→ **Your tasks**:
- 1) From the post on Richard Stokley's execution, return the stretch from "And little but" through "particpated in what." word for word.
- 2) Using the post on Richard Stokley's execution, decide whether each statement agrees with it, answering yes or no and quoting the words that settle it: (a) Brazeal was released in 2011 after serving concurrent 20-year sentences for second-degree murder. (b) Stokley sought a gubernatorial reprieve. (c) The DNA results on semen from Mandy Meyers came in before Brazeal's plea deal was sealed.

→ **Source document**:
=== Section Start ===

December 5th, 2012
Headsman
On a summer’s day in 1991, Richard Stokley and Randy Brazeal picked up two 13-year-old girls from a fair in Cochise County, Arizona and drove them to the desert. There they raped them, then stomped, strangled and stabbed the two to death and dumped their naked bodies in a flooded mineshaft.
Today, Richard Stokley is set to bewas executed for that double homicide.
His accomplice Randy Brazeal is a free man living in Arkansas.
And little but the chance progress of justice and the human judgment calls that officers of the court make every day will distinguish the fate of two men, even though their trial judge has said that he “didn’t have a feeling that one was less culpable than the other.”
Brazeal, a 19-year-old troublemaker new to the area, and Stokley, a local brute twice his age, would spin different stories about exactly what happened in the desert that night to Mandy Meyers and Mary Snyder: about how the attacks began, and who particpated in what.
Long story short: Stokley’s version had both men as full participants, raping at least one girl apiece and each strangling a different victim. Brazeal’s version had him basically just giving people a ride and Stokley committing the crimes. (It’s not clear whether the victims were abducted from the fair, or went along willingly only to be attacked later.)
Forensic DNA testing was only just emerging in 1991, and it required months to process … months that the state did not have before Brazeal’s murder trial was set to begin. Even then, the state’s attorney worried that “the status of the law is in some question as to whether the DNA evidence would be admissible.”
This uncertainty set the parameters for a plea deal in which prosecutors took the guaranteed conviction and Brazeal dodged the needle. He was released in 2011 after serving concurrent 20-year sentences for second-degree murder.
But weeks after that deal was sealed (and before Stokley’s trial) DNA tests on semen retrieved from Mandy Meyers showed that both men had indeed raped her.
The DNA evidence helped seal Stokley’s conviction, even though it and other forensic evidence around the scene also tended to buttress Stokley’s “equal partners in the crime” story to the detriment of Brazeal’s version.
The net outcome* doesn’t necessarily look like justice. Mandy’s devastated mother, Patty Hancock, has been vocal in the run-up to Stokley’s execution about her disgust with the sentencing disproportion.
“With the evidence that they did have, Randy Brazeal should be sitting right next to Richard Dale Stokley,” she told one reporter. “And I will say that until the day I die.”
Stokley, for his part, filed a similar appeal in the courts as grounds for reducing his own sentence. But even though he’s availed every legal avenue possible, he didn’t bother trying the long odds at a gubernatorial reprieve — instead writing the Arizona Board of Executive Clemency:
I am also sorry I was mixed up in those awful events that brought me to this. I have been sorry for the victims and the victims’ families. But no one wants to hear of my miserable sorrow, they just want for me to get dead, which is vengeance. They think it will bring ‘closure.’ But there is no healing in that. Ever.

=== Section End ===

→ **Records shown**:
=== Section Start ===

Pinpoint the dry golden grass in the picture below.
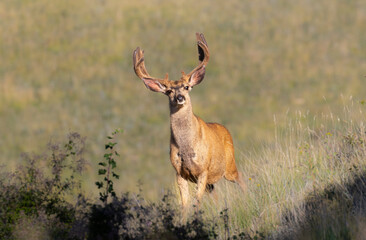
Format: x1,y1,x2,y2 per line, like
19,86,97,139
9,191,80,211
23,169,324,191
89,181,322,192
0,3,366,236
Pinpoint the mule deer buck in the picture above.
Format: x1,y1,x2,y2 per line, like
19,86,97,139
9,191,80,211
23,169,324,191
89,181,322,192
133,33,246,208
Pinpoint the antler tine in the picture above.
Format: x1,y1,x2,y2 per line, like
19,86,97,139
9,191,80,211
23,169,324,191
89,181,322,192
188,33,210,76
133,47,152,79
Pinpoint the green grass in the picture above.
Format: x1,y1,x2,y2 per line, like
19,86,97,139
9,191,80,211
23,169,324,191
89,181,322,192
0,0,366,236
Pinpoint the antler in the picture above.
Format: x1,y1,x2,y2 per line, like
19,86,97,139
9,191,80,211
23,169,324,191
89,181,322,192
133,47,169,92
187,33,210,76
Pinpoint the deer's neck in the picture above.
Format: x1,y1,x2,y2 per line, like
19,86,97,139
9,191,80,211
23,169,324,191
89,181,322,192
170,103,198,150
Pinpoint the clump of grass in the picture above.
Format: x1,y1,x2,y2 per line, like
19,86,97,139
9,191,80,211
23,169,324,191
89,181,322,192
193,101,366,239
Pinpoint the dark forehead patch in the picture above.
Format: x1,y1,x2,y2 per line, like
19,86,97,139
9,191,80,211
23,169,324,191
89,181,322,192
172,80,184,89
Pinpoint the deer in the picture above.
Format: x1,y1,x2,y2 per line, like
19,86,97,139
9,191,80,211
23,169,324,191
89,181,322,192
133,33,246,209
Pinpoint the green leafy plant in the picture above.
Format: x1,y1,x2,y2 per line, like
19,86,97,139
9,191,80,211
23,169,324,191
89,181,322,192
95,129,122,203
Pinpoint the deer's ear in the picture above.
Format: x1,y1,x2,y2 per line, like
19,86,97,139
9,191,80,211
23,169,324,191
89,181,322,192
189,65,206,87
142,78,166,92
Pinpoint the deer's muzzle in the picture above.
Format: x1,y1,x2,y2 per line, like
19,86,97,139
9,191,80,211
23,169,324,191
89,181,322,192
176,94,186,105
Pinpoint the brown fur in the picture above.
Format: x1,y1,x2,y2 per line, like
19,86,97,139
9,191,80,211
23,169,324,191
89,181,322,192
134,33,246,207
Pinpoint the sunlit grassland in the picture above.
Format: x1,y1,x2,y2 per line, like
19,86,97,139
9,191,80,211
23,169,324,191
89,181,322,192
0,0,366,202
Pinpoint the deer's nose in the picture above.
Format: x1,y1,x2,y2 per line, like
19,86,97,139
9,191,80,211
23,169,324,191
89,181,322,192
177,94,185,103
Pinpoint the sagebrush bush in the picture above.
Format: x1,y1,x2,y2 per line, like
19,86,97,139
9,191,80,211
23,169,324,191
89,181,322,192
0,133,85,239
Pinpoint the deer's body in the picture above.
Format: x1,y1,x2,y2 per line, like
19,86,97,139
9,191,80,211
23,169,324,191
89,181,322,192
134,34,245,206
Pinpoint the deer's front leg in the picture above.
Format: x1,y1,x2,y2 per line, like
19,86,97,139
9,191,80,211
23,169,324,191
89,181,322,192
197,171,207,205
177,174,189,209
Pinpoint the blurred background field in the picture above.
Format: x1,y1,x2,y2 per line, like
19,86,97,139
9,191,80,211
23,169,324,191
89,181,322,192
0,0,366,203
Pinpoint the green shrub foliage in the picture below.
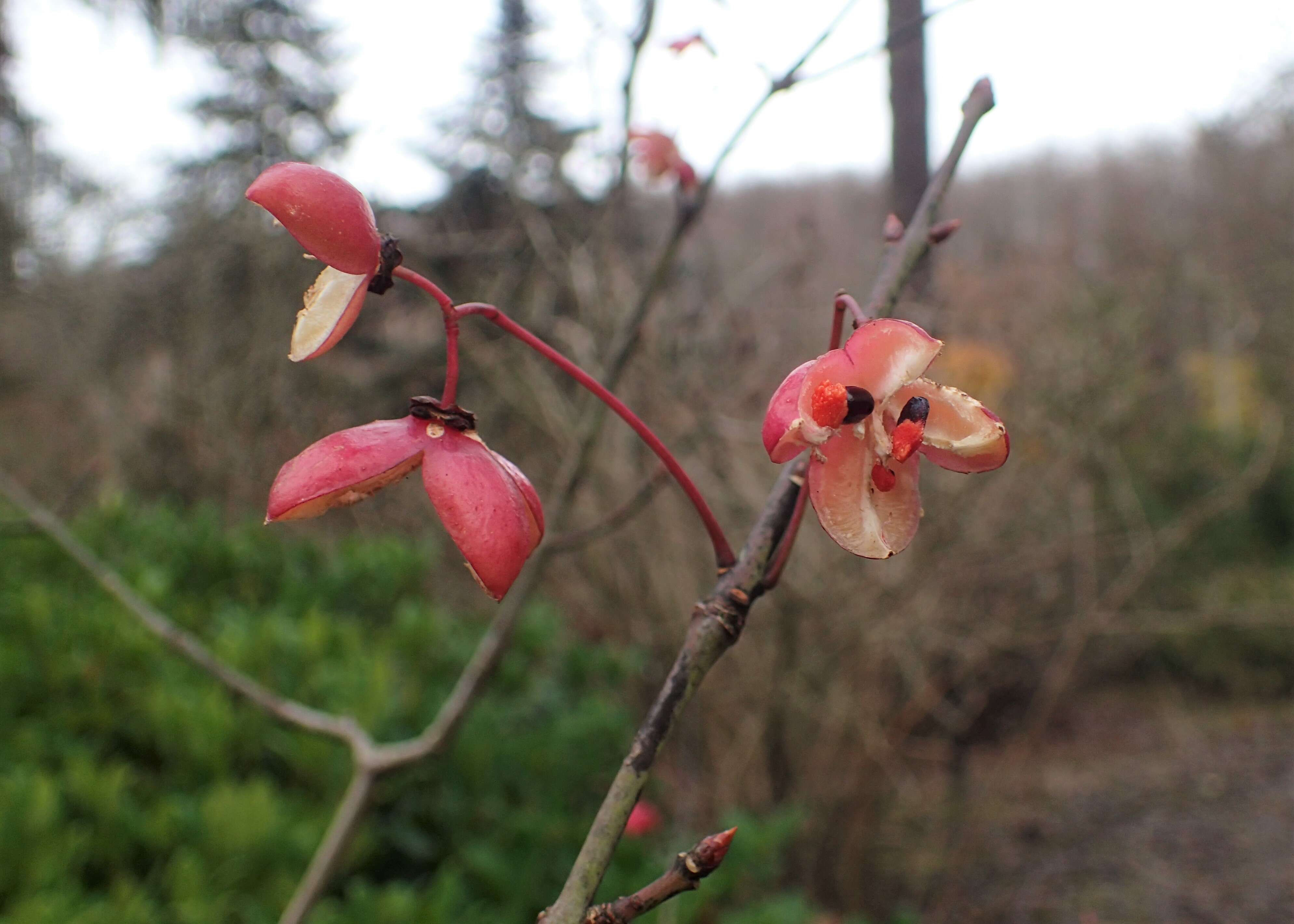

=== Section End ===

→ **Task-by-task answers**:
- 1)
And little but the chance progress of justice and the human judgment calls that officers of the court make every day will distinguish the fate of two men, even though their trial judge has said that he “didn’t have a feeling that one was less culpable than the other.”
Brazeal, a 19-year-old troublemaker new to the area, and Stokley, a local brute twice his age, would spin different stories about exactly what happened in the desert that night to Mandy Meyers and Mary Snyder: about how the attacks began, and who particpated in what.

- 2)
(a) Yes: "He was released in 2011 after serving concurrent 20-year sentences for second-degree murder."
(b) No: "he didn’t bother trying the long odds at a gubernatorial reprieve"
(c) No: "But weeks after that deal was sealed (and before Stokley’s trial) DNA tests on semen retrieved from Mandy Meyers showed that both men had indeed raped her."